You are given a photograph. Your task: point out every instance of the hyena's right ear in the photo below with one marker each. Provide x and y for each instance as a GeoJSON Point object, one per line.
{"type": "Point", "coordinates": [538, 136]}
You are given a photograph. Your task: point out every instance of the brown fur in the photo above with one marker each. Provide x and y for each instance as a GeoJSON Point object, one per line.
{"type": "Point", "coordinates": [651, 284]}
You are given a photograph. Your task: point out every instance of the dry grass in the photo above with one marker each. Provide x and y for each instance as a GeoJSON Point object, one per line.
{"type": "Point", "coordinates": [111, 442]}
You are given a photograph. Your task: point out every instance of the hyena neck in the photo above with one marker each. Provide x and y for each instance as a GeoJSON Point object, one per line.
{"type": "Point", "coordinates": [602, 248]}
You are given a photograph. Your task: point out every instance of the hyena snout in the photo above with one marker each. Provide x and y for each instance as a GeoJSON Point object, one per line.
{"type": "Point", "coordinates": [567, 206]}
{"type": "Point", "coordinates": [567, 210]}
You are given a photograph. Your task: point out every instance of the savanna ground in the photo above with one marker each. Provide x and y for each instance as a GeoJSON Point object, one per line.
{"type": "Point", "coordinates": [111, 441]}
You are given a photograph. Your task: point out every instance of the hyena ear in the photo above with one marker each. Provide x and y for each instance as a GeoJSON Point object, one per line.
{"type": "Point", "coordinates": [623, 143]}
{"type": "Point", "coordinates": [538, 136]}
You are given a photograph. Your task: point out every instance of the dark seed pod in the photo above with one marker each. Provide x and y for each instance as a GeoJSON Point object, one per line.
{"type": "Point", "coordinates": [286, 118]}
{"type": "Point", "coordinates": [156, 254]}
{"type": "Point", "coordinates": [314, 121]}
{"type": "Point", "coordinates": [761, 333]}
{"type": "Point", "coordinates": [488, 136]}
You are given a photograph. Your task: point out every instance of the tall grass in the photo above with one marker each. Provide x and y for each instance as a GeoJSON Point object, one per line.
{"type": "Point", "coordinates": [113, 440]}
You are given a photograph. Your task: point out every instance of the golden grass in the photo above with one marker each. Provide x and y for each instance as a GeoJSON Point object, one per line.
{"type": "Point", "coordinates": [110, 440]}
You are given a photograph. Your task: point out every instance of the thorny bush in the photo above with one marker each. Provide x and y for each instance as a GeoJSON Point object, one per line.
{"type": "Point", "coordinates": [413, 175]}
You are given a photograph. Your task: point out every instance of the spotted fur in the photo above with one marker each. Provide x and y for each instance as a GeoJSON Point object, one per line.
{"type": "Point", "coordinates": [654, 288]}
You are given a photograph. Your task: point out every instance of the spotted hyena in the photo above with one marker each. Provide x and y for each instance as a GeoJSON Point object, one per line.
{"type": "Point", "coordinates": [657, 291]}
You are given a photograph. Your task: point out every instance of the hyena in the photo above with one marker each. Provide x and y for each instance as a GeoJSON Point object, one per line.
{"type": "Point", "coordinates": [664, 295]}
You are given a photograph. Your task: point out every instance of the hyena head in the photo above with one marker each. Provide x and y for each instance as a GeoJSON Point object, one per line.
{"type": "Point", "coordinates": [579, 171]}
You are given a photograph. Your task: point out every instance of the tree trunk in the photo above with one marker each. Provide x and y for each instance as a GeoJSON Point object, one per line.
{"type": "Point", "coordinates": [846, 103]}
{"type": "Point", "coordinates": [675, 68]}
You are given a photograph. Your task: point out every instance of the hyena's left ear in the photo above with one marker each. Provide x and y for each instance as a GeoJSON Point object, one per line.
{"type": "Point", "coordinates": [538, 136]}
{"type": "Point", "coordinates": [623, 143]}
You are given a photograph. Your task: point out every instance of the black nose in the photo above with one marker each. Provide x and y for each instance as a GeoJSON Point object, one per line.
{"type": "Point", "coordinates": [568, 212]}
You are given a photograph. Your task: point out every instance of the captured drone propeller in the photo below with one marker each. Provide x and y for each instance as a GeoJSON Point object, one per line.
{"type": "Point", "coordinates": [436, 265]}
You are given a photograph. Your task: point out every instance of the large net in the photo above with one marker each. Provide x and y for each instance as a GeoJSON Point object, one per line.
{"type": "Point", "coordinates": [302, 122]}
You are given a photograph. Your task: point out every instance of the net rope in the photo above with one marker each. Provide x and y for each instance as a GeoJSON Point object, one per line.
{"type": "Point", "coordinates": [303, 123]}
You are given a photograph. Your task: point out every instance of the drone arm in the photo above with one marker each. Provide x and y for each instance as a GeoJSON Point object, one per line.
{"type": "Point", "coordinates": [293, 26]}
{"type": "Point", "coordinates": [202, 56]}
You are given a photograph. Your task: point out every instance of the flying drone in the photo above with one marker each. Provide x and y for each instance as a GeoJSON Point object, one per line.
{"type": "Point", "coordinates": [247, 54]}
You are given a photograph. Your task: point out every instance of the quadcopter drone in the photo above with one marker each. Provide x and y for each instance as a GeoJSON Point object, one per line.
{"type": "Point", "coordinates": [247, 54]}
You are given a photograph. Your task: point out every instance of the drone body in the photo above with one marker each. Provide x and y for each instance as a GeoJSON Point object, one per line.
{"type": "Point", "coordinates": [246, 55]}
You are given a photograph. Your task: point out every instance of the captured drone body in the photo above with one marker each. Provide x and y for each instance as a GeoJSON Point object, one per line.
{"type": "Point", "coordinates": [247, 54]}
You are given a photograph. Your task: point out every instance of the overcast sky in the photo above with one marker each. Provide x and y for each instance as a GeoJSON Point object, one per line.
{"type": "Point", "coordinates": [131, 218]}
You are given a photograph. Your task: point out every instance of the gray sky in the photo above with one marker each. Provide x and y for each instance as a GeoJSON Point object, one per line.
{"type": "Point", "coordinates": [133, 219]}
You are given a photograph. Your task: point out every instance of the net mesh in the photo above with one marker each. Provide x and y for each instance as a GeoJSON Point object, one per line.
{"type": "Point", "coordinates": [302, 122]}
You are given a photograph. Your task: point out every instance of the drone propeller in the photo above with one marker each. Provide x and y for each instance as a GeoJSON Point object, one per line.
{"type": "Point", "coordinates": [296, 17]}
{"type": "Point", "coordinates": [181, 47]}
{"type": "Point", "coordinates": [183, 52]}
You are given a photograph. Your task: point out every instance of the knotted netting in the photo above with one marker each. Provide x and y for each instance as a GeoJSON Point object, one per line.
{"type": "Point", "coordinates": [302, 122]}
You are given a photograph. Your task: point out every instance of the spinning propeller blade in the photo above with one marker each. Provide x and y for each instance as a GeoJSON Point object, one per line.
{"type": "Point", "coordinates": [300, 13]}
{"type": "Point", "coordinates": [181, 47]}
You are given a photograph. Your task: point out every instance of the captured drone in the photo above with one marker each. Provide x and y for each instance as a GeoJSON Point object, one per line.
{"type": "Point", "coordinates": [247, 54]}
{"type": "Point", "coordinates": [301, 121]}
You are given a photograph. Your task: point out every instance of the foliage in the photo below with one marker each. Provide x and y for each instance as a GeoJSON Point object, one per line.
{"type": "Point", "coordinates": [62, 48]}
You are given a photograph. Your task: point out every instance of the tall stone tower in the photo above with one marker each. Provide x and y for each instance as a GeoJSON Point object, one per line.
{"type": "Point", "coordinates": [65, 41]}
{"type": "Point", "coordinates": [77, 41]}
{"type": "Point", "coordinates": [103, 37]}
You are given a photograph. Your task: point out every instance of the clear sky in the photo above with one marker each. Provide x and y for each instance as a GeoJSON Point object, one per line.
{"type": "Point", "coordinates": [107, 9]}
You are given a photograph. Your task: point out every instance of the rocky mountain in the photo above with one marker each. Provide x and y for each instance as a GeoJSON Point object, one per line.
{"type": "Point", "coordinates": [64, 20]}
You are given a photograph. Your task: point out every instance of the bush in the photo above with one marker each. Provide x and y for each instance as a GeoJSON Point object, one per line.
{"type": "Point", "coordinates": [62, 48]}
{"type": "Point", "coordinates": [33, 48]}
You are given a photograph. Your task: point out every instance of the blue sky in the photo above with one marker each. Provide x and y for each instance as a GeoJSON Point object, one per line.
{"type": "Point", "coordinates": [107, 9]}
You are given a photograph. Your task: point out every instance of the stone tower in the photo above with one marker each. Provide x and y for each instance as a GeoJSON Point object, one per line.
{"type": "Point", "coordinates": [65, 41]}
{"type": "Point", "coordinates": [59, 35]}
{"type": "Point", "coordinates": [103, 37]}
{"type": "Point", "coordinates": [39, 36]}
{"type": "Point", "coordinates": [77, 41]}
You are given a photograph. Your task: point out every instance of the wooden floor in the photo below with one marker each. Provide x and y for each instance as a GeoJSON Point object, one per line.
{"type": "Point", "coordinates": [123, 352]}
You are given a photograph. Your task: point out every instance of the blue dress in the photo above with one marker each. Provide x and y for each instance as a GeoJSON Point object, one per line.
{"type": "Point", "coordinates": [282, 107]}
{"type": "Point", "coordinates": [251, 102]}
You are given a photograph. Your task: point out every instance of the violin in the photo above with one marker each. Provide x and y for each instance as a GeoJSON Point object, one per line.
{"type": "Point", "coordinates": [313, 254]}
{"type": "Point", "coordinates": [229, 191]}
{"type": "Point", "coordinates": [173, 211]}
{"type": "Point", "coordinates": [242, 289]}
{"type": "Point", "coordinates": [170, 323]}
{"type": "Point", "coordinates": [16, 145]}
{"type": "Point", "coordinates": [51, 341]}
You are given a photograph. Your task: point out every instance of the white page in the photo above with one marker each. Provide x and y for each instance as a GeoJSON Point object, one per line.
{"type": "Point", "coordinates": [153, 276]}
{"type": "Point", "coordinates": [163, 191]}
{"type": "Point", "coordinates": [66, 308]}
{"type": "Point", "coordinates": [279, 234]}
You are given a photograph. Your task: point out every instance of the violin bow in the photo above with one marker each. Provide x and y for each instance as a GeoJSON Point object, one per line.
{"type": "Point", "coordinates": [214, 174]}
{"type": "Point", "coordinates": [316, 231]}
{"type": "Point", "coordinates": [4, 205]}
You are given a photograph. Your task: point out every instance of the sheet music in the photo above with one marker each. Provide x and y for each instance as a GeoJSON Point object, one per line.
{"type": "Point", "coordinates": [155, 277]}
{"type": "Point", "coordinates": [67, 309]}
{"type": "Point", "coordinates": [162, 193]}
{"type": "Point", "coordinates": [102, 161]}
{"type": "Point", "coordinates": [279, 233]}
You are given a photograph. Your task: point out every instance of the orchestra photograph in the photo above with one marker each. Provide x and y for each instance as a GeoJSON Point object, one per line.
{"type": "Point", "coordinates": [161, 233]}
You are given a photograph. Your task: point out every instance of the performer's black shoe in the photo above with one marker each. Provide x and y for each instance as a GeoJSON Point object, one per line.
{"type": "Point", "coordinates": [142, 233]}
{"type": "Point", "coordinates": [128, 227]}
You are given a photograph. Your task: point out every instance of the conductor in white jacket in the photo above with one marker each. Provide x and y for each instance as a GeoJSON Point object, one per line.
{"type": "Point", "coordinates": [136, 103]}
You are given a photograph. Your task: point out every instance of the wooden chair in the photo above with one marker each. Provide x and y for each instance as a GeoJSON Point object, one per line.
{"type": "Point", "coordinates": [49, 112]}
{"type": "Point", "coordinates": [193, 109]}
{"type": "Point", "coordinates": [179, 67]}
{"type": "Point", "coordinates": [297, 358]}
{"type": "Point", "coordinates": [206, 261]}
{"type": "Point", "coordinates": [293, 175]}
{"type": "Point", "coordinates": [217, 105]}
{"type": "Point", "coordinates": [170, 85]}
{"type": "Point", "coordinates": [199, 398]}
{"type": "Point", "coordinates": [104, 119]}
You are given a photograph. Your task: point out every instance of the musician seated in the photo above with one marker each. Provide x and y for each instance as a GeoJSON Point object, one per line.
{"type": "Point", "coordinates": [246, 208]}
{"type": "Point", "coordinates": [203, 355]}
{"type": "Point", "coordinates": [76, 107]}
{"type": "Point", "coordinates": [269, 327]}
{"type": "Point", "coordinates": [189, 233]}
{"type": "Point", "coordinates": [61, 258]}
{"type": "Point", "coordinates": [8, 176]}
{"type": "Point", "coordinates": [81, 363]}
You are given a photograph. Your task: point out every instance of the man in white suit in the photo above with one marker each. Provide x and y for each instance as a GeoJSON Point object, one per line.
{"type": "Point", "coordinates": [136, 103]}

# Exercise objective:
Quote verbatim the line containing "of the musician" and every line after it through the end of the records above.

# Answer for the task:
You are given a photograph. Your task: point out every instance of the musician seated in the photo above with one marker each. Provide x and y for each instance as a GeoJSON Point object, one per line.
{"type": "Point", "coordinates": [246, 208]}
{"type": "Point", "coordinates": [203, 355]}
{"type": "Point", "coordinates": [76, 107]}
{"type": "Point", "coordinates": [269, 327]}
{"type": "Point", "coordinates": [189, 233]}
{"type": "Point", "coordinates": [61, 258]}
{"type": "Point", "coordinates": [8, 176]}
{"type": "Point", "coordinates": [81, 363]}
You are given a photograph. Your task: point out every instance of the man in white suit in the photo above with one marker each. Provide x and y for each instance as a GeoJSON Point object, one per line.
{"type": "Point", "coordinates": [136, 103]}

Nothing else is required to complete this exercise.